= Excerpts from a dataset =

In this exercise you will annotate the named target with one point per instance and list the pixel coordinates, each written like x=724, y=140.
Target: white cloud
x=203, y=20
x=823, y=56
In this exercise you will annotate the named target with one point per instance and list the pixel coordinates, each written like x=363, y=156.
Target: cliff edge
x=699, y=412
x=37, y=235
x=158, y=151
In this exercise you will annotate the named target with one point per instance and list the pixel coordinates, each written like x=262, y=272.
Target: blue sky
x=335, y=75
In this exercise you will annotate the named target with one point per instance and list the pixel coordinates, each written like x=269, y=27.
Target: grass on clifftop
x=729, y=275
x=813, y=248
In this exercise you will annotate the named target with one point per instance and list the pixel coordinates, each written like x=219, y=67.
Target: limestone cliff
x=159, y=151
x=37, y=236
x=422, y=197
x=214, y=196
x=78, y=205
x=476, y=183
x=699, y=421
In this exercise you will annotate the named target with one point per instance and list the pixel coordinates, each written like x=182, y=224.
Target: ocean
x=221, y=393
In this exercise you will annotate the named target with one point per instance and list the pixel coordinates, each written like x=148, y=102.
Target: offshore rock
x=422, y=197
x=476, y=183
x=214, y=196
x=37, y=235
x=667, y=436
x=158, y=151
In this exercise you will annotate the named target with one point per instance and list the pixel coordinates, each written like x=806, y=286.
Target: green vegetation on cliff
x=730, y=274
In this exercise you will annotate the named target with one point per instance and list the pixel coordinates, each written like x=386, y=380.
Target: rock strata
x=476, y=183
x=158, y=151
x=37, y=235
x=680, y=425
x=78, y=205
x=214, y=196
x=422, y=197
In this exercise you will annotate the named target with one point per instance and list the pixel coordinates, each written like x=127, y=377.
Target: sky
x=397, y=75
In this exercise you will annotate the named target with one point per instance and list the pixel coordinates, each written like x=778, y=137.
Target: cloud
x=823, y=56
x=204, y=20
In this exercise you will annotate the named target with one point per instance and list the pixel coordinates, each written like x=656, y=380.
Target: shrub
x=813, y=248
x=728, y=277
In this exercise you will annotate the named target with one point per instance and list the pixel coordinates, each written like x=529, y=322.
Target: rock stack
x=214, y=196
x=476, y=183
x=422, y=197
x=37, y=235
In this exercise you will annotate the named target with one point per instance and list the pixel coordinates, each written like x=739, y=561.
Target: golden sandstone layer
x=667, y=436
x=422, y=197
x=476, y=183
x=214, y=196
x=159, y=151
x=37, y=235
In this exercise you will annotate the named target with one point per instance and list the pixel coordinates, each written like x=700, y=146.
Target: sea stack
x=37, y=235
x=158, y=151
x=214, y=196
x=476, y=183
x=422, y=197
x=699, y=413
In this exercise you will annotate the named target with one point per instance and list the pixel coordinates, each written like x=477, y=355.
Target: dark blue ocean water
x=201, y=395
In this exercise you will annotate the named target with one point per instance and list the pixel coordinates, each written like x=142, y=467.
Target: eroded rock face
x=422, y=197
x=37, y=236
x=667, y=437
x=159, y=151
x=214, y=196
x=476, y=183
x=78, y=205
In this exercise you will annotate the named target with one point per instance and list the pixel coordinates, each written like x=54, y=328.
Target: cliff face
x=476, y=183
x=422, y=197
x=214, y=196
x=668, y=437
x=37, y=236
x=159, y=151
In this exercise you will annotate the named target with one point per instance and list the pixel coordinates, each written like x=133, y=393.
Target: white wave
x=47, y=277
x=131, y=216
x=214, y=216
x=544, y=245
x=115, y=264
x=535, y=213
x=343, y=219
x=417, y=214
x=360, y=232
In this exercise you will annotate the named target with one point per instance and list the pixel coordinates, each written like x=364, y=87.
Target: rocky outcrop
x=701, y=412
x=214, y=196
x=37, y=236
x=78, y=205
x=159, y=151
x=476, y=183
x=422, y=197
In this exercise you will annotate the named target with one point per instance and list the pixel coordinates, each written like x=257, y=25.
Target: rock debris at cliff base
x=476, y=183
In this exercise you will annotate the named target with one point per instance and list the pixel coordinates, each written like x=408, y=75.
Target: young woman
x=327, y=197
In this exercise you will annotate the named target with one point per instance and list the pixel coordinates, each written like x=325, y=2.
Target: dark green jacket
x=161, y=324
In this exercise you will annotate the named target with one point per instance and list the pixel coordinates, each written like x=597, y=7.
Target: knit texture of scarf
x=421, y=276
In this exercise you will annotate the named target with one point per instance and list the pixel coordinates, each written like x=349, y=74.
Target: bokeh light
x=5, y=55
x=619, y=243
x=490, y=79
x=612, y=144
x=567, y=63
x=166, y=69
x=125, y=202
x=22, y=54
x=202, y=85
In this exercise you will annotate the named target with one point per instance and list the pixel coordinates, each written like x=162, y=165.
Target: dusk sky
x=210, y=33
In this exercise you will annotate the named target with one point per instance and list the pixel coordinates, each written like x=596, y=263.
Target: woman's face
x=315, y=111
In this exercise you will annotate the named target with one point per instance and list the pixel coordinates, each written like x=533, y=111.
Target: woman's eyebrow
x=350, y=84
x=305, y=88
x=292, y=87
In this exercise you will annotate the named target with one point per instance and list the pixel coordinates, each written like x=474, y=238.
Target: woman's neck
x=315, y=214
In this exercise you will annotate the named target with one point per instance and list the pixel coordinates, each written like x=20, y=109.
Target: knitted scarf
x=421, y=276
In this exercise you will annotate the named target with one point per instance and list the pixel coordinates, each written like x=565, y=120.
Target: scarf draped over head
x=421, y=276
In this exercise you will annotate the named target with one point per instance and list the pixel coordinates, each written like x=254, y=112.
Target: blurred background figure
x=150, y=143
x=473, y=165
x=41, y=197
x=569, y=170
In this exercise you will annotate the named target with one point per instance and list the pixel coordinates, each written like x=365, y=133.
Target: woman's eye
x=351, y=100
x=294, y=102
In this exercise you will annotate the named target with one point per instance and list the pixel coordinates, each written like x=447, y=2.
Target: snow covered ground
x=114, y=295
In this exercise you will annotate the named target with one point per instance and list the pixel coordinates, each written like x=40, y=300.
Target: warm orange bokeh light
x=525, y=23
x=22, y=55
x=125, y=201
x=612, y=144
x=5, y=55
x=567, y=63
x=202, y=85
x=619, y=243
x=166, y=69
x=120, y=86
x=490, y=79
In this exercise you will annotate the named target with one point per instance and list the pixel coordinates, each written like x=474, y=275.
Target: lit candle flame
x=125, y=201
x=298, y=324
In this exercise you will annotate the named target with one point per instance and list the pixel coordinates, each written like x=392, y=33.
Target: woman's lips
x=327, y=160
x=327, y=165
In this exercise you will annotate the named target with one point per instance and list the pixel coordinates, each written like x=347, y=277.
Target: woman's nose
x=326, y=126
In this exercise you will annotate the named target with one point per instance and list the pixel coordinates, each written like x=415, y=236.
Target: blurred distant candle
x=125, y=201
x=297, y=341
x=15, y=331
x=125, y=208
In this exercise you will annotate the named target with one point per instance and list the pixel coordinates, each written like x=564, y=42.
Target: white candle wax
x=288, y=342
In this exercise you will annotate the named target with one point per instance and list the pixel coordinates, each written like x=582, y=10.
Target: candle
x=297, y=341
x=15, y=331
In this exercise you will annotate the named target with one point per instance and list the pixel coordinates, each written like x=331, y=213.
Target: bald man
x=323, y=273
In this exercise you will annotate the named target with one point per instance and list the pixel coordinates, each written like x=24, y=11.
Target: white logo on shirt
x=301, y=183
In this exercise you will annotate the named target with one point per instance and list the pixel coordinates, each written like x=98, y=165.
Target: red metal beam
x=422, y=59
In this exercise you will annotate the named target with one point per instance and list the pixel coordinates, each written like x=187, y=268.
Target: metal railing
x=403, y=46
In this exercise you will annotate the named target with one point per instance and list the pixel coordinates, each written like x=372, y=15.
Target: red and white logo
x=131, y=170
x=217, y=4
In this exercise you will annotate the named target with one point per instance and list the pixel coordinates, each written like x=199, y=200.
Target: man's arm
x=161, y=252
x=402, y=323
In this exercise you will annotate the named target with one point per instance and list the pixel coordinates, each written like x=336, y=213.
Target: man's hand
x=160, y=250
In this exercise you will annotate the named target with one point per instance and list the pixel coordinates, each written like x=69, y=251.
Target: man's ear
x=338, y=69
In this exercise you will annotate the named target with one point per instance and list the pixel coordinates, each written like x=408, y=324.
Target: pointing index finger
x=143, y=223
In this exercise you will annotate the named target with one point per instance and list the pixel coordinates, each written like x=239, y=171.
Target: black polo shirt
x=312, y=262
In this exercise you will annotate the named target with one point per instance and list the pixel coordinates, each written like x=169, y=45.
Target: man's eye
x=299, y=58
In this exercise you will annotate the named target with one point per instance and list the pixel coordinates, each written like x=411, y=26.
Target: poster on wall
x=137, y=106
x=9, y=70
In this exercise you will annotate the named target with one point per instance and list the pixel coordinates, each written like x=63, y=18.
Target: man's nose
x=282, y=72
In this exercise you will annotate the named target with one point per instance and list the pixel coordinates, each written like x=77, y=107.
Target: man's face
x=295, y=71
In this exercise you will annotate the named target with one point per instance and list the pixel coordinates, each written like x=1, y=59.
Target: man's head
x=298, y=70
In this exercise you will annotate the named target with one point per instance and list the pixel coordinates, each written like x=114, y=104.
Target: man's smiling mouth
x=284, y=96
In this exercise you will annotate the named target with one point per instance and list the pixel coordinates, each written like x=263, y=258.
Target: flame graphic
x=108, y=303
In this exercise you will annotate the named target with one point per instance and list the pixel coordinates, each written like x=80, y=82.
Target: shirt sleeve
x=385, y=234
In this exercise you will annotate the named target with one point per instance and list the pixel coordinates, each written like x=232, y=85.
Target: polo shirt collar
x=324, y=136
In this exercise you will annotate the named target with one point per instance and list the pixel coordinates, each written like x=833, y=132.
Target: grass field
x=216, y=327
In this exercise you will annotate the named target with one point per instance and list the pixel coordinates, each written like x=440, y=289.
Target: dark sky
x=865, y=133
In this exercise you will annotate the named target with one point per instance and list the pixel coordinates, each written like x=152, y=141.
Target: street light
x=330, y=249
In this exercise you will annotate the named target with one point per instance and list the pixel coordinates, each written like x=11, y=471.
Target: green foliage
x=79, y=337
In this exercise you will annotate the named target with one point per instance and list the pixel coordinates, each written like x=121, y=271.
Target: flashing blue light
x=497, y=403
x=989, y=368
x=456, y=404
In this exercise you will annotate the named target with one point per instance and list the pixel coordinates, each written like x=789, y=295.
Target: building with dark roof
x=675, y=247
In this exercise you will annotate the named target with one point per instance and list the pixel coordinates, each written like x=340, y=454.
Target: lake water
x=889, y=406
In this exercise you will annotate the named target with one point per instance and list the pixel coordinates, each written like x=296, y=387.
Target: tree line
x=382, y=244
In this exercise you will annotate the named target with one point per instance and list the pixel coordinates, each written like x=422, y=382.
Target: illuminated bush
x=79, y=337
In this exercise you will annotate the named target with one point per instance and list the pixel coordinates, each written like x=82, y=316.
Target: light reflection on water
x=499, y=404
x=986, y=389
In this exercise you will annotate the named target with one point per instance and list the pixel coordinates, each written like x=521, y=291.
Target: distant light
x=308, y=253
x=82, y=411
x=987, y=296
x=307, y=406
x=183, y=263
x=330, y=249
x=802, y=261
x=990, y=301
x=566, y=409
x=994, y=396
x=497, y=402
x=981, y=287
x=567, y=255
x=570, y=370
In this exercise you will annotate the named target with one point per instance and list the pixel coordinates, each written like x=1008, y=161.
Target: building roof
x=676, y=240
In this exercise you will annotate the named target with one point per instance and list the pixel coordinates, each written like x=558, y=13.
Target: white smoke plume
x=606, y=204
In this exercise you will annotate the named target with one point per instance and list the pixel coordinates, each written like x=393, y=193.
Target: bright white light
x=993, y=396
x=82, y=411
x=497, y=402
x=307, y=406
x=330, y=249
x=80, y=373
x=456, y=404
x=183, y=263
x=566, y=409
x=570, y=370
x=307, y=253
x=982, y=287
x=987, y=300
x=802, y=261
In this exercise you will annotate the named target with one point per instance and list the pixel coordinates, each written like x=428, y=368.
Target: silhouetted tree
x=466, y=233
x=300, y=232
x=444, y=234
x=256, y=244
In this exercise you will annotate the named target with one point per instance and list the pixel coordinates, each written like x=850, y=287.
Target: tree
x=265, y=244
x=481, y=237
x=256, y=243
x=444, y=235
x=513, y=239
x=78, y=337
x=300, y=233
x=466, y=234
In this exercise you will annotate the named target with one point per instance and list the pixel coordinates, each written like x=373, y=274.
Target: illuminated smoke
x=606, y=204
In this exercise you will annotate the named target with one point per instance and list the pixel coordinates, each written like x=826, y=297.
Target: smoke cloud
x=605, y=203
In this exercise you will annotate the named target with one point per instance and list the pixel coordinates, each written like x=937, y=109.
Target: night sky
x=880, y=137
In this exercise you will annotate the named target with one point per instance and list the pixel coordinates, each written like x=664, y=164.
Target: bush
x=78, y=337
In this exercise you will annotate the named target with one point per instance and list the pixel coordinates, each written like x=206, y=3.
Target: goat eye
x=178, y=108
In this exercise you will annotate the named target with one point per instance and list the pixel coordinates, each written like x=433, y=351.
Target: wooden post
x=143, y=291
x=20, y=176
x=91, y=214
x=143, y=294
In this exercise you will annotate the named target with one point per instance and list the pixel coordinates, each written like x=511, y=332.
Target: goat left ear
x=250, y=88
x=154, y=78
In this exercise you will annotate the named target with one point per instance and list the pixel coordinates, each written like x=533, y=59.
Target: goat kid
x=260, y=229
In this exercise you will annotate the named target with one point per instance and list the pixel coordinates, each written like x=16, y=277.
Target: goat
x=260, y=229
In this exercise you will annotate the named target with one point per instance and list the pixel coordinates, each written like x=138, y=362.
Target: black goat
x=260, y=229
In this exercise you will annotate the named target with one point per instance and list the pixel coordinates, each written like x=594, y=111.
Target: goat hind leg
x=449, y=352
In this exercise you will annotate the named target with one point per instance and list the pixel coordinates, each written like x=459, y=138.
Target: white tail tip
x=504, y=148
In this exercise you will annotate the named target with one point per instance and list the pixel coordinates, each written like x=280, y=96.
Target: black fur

= Description of the task =
Taking the lines above, repeat exactly those from the line that contains "like x=477, y=355." through the line that contains "like x=133, y=393.", and both of those lines as well. Include nothing else.

= Result below =
In this exercise you will annotate the named target with one point per instance and list the pixel coordinates, each written like x=477, y=355.
Target: dark blue ocean water
x=201, y=395
In this exercise you will annotate the named target with one point per instance and list the pixel coordinates, each written like x=142, y=467.
Target: eroded rock face
x=422, y=197
x=37, y=236
x=667, y=437
x=159, y=151
x=214, y=196
x=476, y=183
x=78, y=205
In this exercise you will annotate the named target with one point per instance and list the pixel coordinates, each written like x=54, y=328.
Target: cliff face
x=476, y=183
x=422, y=197
x=214, y=196
x=668, y=437
x=37, y=236
x=159, y=151
In this exercise you will annotate the named target with one point per instance and list the pixel coordinates, each written like x=133, y=393.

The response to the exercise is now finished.